Aim. Write out exactly the lines running from the line that includes "Task: put a point on every instance of the gold chain" to the end of the data, both ends included, and nothing besides.

-- START OF Records --

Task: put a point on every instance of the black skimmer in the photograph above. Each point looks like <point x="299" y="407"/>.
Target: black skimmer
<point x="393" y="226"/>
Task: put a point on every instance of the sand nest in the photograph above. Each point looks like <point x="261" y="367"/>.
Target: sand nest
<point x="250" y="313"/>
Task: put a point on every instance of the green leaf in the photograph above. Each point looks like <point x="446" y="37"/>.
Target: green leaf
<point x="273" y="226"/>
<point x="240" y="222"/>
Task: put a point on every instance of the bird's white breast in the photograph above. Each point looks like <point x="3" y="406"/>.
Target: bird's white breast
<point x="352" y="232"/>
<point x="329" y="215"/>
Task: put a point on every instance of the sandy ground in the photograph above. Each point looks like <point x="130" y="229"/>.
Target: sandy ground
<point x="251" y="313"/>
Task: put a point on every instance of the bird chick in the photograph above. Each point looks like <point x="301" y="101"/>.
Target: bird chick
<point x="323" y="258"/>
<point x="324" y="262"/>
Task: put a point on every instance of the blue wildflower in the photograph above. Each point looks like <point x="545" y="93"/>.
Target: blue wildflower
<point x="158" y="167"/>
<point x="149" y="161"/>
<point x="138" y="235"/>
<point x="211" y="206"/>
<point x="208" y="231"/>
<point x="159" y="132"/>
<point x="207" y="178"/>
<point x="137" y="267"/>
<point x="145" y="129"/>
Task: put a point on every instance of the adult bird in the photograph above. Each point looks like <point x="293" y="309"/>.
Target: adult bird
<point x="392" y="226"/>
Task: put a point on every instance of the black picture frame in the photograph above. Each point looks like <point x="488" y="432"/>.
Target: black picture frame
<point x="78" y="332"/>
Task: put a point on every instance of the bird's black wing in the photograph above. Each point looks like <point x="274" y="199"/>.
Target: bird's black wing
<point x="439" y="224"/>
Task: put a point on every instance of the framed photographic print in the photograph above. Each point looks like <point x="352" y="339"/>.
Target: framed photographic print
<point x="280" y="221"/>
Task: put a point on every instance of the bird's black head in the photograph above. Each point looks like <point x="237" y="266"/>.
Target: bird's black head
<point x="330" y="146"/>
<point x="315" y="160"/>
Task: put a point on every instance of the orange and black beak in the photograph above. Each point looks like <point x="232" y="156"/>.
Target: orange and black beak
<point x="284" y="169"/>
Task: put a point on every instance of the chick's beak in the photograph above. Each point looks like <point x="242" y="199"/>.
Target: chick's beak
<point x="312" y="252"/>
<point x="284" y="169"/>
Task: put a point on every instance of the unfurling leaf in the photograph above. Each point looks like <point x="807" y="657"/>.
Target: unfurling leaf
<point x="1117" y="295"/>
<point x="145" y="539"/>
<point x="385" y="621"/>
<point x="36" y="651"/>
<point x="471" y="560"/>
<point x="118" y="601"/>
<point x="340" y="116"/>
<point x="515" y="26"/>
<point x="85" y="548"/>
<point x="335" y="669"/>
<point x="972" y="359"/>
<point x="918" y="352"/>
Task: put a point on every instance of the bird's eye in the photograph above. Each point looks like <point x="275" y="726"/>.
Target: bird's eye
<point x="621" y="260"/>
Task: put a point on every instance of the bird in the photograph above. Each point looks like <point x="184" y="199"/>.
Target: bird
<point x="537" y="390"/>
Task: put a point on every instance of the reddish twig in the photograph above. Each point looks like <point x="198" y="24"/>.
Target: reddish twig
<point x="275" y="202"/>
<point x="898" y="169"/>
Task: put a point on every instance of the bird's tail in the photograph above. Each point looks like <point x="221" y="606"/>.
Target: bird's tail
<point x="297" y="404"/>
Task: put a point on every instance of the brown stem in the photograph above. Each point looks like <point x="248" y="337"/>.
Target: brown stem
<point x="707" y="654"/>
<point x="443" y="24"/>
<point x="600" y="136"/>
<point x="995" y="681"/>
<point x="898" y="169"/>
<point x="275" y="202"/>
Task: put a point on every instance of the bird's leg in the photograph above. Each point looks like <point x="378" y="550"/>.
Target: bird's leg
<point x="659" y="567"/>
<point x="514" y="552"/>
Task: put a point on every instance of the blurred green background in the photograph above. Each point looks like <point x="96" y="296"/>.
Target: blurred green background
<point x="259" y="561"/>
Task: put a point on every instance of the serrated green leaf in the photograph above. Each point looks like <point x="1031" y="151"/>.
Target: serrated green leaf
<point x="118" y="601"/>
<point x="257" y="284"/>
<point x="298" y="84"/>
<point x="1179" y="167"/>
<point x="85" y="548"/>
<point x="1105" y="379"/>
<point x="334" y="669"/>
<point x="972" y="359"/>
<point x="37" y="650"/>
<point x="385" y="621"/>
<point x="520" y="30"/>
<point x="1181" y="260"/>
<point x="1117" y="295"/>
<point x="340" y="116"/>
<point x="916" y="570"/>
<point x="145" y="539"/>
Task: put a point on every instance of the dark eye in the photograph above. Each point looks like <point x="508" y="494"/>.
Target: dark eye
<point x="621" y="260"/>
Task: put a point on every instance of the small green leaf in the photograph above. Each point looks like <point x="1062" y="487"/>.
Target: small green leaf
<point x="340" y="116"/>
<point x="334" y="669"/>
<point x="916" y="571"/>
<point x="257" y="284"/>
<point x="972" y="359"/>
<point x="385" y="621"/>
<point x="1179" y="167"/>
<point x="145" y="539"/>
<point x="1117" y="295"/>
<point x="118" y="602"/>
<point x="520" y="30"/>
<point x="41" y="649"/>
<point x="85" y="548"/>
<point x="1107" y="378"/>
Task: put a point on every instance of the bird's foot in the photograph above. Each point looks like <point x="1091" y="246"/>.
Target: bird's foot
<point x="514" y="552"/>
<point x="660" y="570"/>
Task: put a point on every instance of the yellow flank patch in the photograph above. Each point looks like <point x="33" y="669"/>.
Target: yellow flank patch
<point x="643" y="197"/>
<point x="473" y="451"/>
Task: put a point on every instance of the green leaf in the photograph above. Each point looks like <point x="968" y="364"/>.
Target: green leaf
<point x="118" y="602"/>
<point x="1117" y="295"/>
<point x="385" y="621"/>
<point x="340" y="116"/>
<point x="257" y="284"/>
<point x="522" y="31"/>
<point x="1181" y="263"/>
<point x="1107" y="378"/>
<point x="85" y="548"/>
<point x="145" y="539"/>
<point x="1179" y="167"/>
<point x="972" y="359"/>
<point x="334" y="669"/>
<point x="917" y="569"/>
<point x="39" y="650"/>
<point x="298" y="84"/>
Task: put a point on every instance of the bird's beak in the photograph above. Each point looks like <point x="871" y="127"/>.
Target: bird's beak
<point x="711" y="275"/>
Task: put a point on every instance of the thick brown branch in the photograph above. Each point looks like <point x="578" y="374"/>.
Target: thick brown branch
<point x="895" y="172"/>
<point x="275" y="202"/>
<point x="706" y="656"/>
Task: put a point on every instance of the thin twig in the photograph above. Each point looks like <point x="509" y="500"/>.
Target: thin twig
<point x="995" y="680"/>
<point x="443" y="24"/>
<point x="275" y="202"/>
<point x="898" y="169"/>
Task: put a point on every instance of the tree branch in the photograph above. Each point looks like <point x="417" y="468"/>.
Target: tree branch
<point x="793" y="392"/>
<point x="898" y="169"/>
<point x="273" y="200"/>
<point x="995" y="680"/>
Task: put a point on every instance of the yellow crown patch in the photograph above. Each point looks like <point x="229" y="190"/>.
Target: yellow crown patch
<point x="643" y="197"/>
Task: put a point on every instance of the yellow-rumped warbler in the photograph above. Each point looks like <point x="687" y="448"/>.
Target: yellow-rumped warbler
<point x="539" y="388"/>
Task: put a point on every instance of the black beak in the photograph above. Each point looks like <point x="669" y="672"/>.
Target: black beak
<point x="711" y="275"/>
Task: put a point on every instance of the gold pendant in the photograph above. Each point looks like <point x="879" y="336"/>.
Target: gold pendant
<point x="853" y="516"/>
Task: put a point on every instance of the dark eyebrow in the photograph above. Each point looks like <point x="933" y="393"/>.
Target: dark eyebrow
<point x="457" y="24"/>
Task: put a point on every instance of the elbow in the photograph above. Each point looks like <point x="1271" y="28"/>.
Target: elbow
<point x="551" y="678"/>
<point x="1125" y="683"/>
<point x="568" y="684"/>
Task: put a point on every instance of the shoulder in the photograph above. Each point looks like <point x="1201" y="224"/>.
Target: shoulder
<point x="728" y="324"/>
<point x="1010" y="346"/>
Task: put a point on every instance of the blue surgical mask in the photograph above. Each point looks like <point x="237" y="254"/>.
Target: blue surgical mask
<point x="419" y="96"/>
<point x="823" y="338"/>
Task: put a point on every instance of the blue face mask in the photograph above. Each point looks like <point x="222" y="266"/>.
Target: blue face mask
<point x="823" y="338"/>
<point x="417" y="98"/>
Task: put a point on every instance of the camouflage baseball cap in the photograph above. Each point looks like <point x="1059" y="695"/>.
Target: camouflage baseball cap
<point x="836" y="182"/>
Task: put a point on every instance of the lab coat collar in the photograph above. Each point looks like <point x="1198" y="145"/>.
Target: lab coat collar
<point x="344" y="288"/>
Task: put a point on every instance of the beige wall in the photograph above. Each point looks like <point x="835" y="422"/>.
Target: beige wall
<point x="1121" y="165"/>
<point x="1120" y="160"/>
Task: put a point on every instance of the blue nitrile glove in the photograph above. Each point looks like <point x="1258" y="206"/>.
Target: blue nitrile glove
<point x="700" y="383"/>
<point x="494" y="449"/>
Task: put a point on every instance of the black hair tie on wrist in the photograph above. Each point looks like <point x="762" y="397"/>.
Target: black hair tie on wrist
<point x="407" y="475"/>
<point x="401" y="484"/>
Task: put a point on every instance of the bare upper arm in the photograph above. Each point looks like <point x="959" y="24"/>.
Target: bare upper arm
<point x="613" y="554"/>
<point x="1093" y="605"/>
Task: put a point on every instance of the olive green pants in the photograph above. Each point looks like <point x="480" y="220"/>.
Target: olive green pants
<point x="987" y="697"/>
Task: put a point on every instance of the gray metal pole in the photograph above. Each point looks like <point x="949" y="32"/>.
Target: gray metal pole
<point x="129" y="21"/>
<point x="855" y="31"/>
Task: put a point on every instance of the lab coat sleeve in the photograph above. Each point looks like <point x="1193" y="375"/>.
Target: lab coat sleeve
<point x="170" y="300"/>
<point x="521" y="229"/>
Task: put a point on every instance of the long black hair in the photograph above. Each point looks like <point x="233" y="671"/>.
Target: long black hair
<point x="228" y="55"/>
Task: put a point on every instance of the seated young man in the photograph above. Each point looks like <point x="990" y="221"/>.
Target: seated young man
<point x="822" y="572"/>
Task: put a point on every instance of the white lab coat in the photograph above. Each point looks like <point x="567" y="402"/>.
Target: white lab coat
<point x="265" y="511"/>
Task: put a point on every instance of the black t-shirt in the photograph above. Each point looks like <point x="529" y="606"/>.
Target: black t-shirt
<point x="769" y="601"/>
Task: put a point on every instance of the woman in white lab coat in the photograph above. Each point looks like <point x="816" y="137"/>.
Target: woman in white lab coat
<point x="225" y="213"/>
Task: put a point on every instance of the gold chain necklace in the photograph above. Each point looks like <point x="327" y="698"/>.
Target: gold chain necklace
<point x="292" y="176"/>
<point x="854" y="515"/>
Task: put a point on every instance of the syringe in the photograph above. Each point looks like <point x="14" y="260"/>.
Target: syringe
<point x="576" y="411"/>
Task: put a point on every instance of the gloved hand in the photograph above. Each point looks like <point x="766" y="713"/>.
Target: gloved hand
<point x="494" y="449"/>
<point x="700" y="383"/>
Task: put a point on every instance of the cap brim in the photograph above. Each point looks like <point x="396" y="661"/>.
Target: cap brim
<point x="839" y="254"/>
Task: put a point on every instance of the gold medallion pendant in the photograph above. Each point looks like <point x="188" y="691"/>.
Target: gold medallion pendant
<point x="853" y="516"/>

-- END OF Records --

Output.
Task: put a point on every instance of the gold chain necklace in the photograph above. Each point looks like <point x="327" y="698"/>.
Target: gold chain necklace
<point x="292" y="176"/>
<point x="854" y="515"/>
Task: put a point on every instance of the syringe in the photograph above. Each point looks like <point x="14" y="260"/>.
Target: syringe
<point x="576" y="411"/>
Task: put a point on every instance of the gloved hand in the photograph above. Each point looks like <point x="766" y="713"/>.
Target: gloved hand
<point x="494" y="449"/>
<point x="700" y="383"/>
Task: put a point on every instance of the cap brim in the photograph above. Each point looks like <point x="396" y="661"/>.
Target: cap brim
<point x="839" y="254"/>
Task: put a point on every instance of the gold medallion pendant in the photograph above. Each point looks like <point x="188" y="691"/>.
Target: gold medallion pendant
<point x="853" y="516"/>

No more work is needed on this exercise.